Local optimum is a good solution
In my discussion with a friend about modern college education, he was holding the opinion that the 4-year college education is deeply flawed and expensive, and small group teaching and MOOC are the future, while I thought there is no better alternative for the 4-year college and classroom teaching at this moment so however flawed it is, 4-year college is still the “best” we can have. There are a great amount of discussion on the fast development of technology in the future and what we are learning in school now may not be relevant in decades. That may be true. However, no matter how unsatisfied you are about the 4-year college, your best bet (statistically speaking) right now for the future is still to go to a college.
Real world is full of trade-offs and constraints. You know some solutions are not the best, some plans are not the most efficient, some structures are not the most organized. It is not difficult to point out flaws and shortcomings because they always exist, but it is more difficult to improve the status quo than you may have thought. There could be multiple stakeholders and different interest groups involved, there could be budget limitations, people may have different priorities and values, or you just do not have time! Of course, it is better to have all your codes commented and to check naming consistency. However, when you have more important tasks to do, would you still spend your afternoon checking the spaces after each parenthesis? It is nice to be organized, but not so much to be lost in it.
With limited time, resource, and energy, sometimes, you just got to accept the local optimum as a solution that is good enough for you to proceed to the next step. Accepting local optimum does not mean no improvement. Through future iteration and feedback from others, we may reach a better local optimum, and an even better one. It would be much less efficient to try to find a so-called “global optimum” in one shot.
PS: “Time flies. It’s been 6 months since I started to work as a full-time Data Scientist.” When I wrote this line, it was a month ago, a 6-month milestone. I had so many thoughts in my mind, so many notes on my notebook, and so many personal experience to share, that I never got to finish this post. Now, another month has passed, and I still think this one single post does not well record my mind journey through this first few months of working. With this being said, this post serves as a pilot episode in a new season of my data science blog (season 1 being the internship), and many more are coming in the future!

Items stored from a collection
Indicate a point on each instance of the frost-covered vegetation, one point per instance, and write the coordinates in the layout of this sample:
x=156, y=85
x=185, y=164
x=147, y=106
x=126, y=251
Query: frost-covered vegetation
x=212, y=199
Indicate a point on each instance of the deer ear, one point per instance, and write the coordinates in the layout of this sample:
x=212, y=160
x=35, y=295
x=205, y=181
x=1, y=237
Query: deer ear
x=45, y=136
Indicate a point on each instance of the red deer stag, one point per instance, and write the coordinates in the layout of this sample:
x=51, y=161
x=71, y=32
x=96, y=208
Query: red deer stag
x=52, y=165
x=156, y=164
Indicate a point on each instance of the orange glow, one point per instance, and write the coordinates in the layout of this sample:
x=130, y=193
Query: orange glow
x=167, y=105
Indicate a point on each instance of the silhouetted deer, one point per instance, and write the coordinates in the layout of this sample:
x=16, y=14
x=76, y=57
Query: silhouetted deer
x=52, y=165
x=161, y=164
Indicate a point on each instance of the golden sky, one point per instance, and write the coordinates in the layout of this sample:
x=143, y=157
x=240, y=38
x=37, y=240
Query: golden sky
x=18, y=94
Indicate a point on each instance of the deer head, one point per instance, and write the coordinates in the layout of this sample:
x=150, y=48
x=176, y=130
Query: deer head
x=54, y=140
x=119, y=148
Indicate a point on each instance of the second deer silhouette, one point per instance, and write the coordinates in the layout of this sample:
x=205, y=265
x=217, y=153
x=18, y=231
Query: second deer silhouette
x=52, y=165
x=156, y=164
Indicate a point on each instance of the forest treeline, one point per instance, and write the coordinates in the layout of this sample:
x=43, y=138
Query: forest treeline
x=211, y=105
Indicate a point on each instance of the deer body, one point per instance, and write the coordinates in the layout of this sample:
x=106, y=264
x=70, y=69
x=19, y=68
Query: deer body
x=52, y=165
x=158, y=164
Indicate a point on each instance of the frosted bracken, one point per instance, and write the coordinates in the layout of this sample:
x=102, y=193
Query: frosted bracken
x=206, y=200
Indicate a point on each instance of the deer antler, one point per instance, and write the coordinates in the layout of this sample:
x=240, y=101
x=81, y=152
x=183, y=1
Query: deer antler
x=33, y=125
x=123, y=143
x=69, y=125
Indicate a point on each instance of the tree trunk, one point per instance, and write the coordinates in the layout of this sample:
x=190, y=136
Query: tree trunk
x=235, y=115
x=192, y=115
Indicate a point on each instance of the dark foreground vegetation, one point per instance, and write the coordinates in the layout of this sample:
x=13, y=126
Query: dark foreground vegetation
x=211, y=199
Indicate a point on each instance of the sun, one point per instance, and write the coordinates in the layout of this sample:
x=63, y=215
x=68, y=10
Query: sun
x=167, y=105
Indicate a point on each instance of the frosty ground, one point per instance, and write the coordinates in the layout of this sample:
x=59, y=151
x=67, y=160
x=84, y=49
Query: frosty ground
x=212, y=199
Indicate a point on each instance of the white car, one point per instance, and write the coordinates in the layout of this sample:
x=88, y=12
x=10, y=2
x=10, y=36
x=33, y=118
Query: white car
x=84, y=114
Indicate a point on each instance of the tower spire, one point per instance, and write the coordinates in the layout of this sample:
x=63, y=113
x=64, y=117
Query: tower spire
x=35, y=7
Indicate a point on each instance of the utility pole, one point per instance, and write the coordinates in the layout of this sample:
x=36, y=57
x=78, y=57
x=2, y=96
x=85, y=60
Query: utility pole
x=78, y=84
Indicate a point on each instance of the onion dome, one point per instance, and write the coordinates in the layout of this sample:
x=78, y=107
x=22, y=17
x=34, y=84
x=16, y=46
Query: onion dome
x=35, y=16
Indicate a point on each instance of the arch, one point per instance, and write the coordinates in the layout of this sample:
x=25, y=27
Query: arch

WORK REQUIRED:
Return the entire essay on local optimum word for word. These items have no connection to the essay on local optimum.

EXPECTED ANSWER:
Local optimum is a good solution
In my discussion with a friend about modern college education, he was holding the opinion that the 4-year college education is deeply flawed and expensive, and small group teaching and MOOC are the future, while I thought there is no better alternative for the 4-year college and classroom teaching at this moment so however flawed it is, 4-year college is still the “best” we can have. There are a great amount of discussion on the fast development of technology in the future and what we are learning in school now may not be relevant in decades. That may be true. However, no matter how unsatisfied you are about the 4-year college, your best bet (statistically speaking) right now for the future is still to go to a college.
Real world is full of trade-offs and constraints. You know some solutions are not the best, some plans are not the most efficient, some structures are not the most organized. It is not difficult to point out flaws and shortcomings because they always exist, but it is more difficult to improve the status quo than you may have thought. There could be multiple stakeholders and different interest groups involved, there could be budget limitations, people may have different priorities and values, or you just do not have time! Of course, it is better to have all your codes commented and to check naming consistency. However, when you have more important tasks to do, would you still spend your afternoon checking the spaces after each parenthesis? It is nice to be organized, but not so much to be lost in it.
With limited time, resource, and energy, sometimes, you just got to accept the local optimum as a solution that is good enough for you to proceed to the next step. Accepting local optimum does not mean no improvement. Through future iteration and feedback from others, we may reach a better local optimum, and an even better one. It would be much less efficient to try to find a so-called “global optimum” in one shot.
PS: “Time flies. It’s been 6 months since I started to work as a full-time Data Scientist.” When I wrote this line, it was a month ago, a 6-month milestone. I had so many thoughts in my mind, so many notes on my notebook, and so many personal experience to share, that I never got to finish this post. Now, another month has passed, and I still think this one single post does not well record my mind journey through this first few months of working. With this being said, this post serves as a pilot episode in a new season of my data science blog (season 1 being the internship), and many more are coming in the future!